▶ _TASK DIRECTIONS_: Transcribe the records below exactly as they appear, omitting any pictures.
□ □ □ □ □
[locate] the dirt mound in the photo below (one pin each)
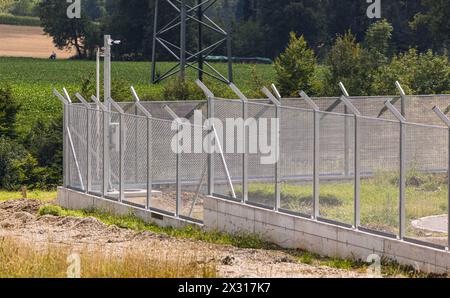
(25, 205)
(20, 219)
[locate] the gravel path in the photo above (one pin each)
(19, 219)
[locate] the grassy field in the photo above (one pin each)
(426, 195)
(25, 260)
(33, 80)
(44, 196)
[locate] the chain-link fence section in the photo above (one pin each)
(426, 203)
(373, 169)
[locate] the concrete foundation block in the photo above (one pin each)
(360, 239)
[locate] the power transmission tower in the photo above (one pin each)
(191, 11)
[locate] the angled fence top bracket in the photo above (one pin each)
(82, 100)
(400, 88)
(350, 105)
(138, 104)
(309, 101)
(205, 89)
(60, 97)
(276, 92)
(238, 92)
(441, 115)
(343, 89)
(98, 103)
(66, 94)
(272, 98)
(172, 114)
(394, 111)
(116, 105)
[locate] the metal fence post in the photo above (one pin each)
(211, 178)
(446, 120)
(356, 163)
(149, 162)
(149, 144)
(88, 142)
(122, 157)
(346, 134)
(277, 103)
(66, 153)
(402, 202)
(357, 211)
(105, 159)
(316, 154)
(178, 173)
(211, 108)
(245, 144)
(402, 98)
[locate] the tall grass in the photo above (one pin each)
(9, 19)
(21, 260)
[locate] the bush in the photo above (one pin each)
(8, 111)
(425, 73)
(18, 167)
(295, 67)
(178, 89)
(345, 63)
(51, 210)
(9, 19)
(45, 142)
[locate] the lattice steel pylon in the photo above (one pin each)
(195, 11)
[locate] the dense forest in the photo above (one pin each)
(260, 27)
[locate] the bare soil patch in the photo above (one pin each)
(26, 41)
(19, 219)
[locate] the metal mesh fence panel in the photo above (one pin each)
(112, 154)
(194, 176)
(426, 160)
(296, 159)
(380, 164)
(183, 109)
(261, 141)
(96, 150)
(164, 172)
(78, 153)
(336, 143)
(229, 138)
(419, 108)
(135, 159)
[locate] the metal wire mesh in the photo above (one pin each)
(426, 159)
(164, 166)
(296, 160)
(223, 110)
(336, 166)
(194, 176)
(426, 200)
(261, 172)
(78, 153)
(380, 164)
(96, 150)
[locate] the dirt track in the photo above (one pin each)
(19, 219)
(26, 41)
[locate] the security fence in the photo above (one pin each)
(377, 164)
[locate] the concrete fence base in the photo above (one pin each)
(317, 237)
(285, 230)
(75, 200)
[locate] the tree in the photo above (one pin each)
(378, 37)
(8, 111)
(345, 65)
(425, 73)
(83, 33)
(295, 67)
(436, 22)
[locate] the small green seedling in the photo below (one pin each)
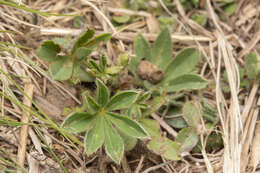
(103, 124)
(171, 74)
(73, 64)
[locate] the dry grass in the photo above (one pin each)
(218, 43)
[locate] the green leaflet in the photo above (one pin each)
(78, 122)
(62, 68)
(126, 125)
(95, 137)
(162, 50)
(188, 139)
(83, 38)
(114, 145)
(48, 51)
(186, 82)
(122, 100)
(165, 148)
(192, 114)
(183, 63)
(82, 53)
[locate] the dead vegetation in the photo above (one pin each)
(223, 44)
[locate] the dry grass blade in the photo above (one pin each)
(231, 122)
(28, 90)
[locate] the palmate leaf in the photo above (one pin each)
(114, 144)
(103, 93)
(142, 48)
(122, 100)
(183, 63)
(186, 82)
(95, 137)
(62, 68)
(126, 125)
(162, 50)
(48, 51)
(78, 122)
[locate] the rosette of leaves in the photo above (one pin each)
(160, 70)
(103, 125)
(73, 64)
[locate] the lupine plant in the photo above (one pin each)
(103, 124)
(73, 64)
(175, 72)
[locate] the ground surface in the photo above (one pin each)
(224, 45)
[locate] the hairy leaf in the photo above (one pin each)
(114, 144)
(151, 126)
(192, 114)
(95, 137)
(129, 141)
(79, 74)
(122, 100)
(78, 122)
(162, 50)
(128, 126)
(183, 63)
(48, 51)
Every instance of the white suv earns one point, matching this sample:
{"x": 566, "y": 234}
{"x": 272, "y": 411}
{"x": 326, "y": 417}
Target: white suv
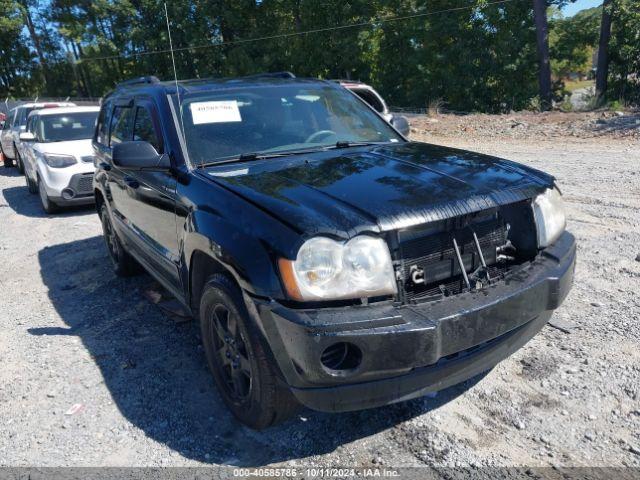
{"x": 58, "y": 156}
{"x": 15, "y": 123}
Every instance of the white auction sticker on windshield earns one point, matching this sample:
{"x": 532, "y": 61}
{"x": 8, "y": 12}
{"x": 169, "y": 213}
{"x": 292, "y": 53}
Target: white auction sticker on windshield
{"x": 215, "y": 112}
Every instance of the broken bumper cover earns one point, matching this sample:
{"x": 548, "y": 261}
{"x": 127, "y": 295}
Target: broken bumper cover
{"x": 411, "y": 350}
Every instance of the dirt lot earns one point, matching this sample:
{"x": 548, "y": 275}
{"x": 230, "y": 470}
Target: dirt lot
{"x": 94, "y": 374}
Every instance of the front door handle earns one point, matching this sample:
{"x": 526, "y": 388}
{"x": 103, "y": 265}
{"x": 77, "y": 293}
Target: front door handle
{"x": 131, "y": 182}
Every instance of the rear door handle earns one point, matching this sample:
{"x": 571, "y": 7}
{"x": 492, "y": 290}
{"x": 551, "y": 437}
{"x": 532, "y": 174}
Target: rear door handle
{"x": 131, "y": 182}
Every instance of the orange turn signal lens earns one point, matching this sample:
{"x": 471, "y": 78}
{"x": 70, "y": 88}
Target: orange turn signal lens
{"x": 289, "y": 279}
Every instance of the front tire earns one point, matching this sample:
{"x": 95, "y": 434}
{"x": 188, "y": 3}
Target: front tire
{"x": 47, "y": 204}
{"x": 244, "y": 375}
{"x": 124, "y": 265}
□ □ □ □ □
▶ _RESULT OF THIS EXERCISE_:
[locate] the dirt mound in the photo below (one pin each)
(25, 205)
(20, 219)
[locate] the gravel path in the photo above (one pin each)
(19, 219)
[locate] the grassy field in the photo above (one pin each)
(426, 195)
(25, 260)
(33, 80)
(44, 196)
[locate] the chain-link fence section in the photo above (one pin each)
(426, 203)
(373, 169)
[locate] the concrete foundation block in the photo above (one pin each)
(360, 239)
[locate] the power transmission tower in the photo above (one pin each)
(191, 11)
[locate] the angled fence top bracket in the photo above (one pin each)
(82, 100)
(400, 88)
(350, 105)
(138, 104)
(309, 101)
(205, 89)
(60, 97)
(276, 92)
(238, 92)
(441, 115)
(343, 89)
(98, 103)
(66, 94)
(272, 98)
(172, 114)
(394, 111)
(116, 105)
[locate] the metal fence post in the photo above (one pin each)
(211, 178)
(446, 120)
(356, 163)
(149, 162)
(149, 144)
(88, 142)
(122, 157)
(346, 134)
(277, 103)
(66, 153)
(402, 202)
(357, 211)
(105, 159)
(316, 154)
(178, 173)
(211, 108)
(245, 144)
(402, 98)
[locate] the tall grass in the photo above (one pin each)
(9, 19)
(21, 260)
[locate] the bush in the photo above (one pin each)
(8, 111)
(425, 73)
(18, 167)
(295, 67)
(178, 89)
(345, 63)
(51, 210)
(9, 19)
(45, 142)
[locate] the lattice steel pylon in the photo above (one pin each)
(195, 11)
[locate] the dense forest in the photo above (one pin each)
(260, 27)
[locate] the bare soil patch in the photo above (one pin each)
(26, 41)
(19, 219)
[locate] the metal mesh fence panel in the photo above (one pin each)
(112, 154)
(194, 176)
(426, 160)
(296, 159)
(380, 164)
(183, 109)
(261, 141)
(96, 150)
(164, 172)
(78, 153)
(336, 143)
(229, 138)
(419, 108)
(135, 159)
[locate] the metal wire mesh in the photo above (one pin each)
(426, 159)
(164, 166)
(296, 160)
(223, 110)
(336, 166)
(194, 176)
(426, 200)
(261, 172)
(78, 153)
(380, 164)
(96, 150)
[locate] the dirt track in the photo above (one pin each)
(19, 219)
(26, 41)
[locate] the security fence in the photo above (one pin each)
(377, 164)
[locate] the concrete fence base in the photo above (one pin each)
(317, 237)
(285, 230)
(75, 200)
[locate] the tree in the photo above (one pin each)
(378, 37)
(8, 111)
(345, 65)
(425, 73)
(83, 33)
(295, 67)
(436, 22)
[locate] the small green seedling in the photo below (one pin each)
(103, 124)
(171, 74)
(73, 64)
[locate] the dry grass in the photo above (one pin each)
(218, 43)
[locate] the green leaflet in the photo above (one pin each)
(78, 122)
(62, 68)
(126, 125)
(95, 137)
(162, 50)
(188, 139)
(83, 38)
(114, 145)
(48, 51)
(186, 82)
(122, 100)
(165, 148)
(192, 114)
(183, 63)
(82, 53)
[locate] the dead vegetation in the photo above (one pin each)
(223, 44)
[locate] the dry grass blade in the photo above (one pin each)
(231, 122)
(28, 90)
[locate] the palmate leaf in the photo above (one pin each)
(114, 144)
(103, 93)
(142, 48)
(122, 100)
(183, 63)
(186, 82)
(95, 137)
(62, 68)
(126, 125)
(162, 50)
(48, 51)
(78, 122)
[locate] the rosette of leaves in the photo above (one pin each)
(160, 70)
(103, 125)
(73, 64)
[locate] the lupine plant in the photo above (one pin each)
(103, 124)
(73, 64)
(175, 72)
[locate] the ground surface in the photo above (one pin each)
(224, 45)
[locate] the hairy leaf in the photo above (one pin each)
(114, 144)
(151, 126)
(192, 114)
(95, 137)
(129, 141)
(79, 74)
(122, 100)
(78, 122)
(162, 50)
(128, 126)
(183, 63)
(48, 51)
Every instance of the white suv earns one point, matching this sample:
{"x": 566, "y": 234}
{"x": 272, "y": 411}
{"x": 326, "y": 417}
Target: white suv
{"x": 58, "y": 156}
{"x": 15, "y": 123}
Every instance of the white auction sticker on windshield earns one point, matching this sample:
{"x": 532, "y": 61}
{"x": 8, "y": 12}
{"x": 169, "y": 213}
{"x": 292, "y": 53}
Target: white auction sticker on windshield
{"x": 215, "y": 112}
Every instance of the broken bumper cover earns one point, matching this sample:
{"x": 548, "y": 261}
{"x": 127, "y": 295}
Target: broken bumper cover
{"x": 411, "y": 350}
Every instance of the dirt lot earns one point, matching this sample:
{"x": 548, "y": 275}
{"x": 230, "y": 470}
Target: dirt lot
{"x": 94, "y": 374}
Every instance of the front door handle earns one point, matching this sample:
{"x": 526, "y": 388}
{"x": 103, "y": 265}
{"x": 77, "y": 293}
Target: front door handle
{"x": 131, "y": 182}
Every instance of the rear door handle earns one point, matching this sample:
{"x": 571, "y": 7}
{"x": 492, "y": 290}
{"x": 551, "y": 437}
{"x": 532, "y": 174}
Target: rear door handle
{"x": 131, "y": 182}
Every instance of the orange turn signal lens earns one point, matching this sample:
{"x": 471, "y": 78}
{"x": 70, "y": 88}
Target: orange turn signal lens
{"x": 289, "y": 279}
Every instance of the front tire earns one point, matching this sample:
{"x": 95, "y": 434}
{"x": 188, "y": 3}
Target: front tire
{"x": 47, "y": 204}
{"x": 244, "y": 375}
{"x": 124, "y": 265}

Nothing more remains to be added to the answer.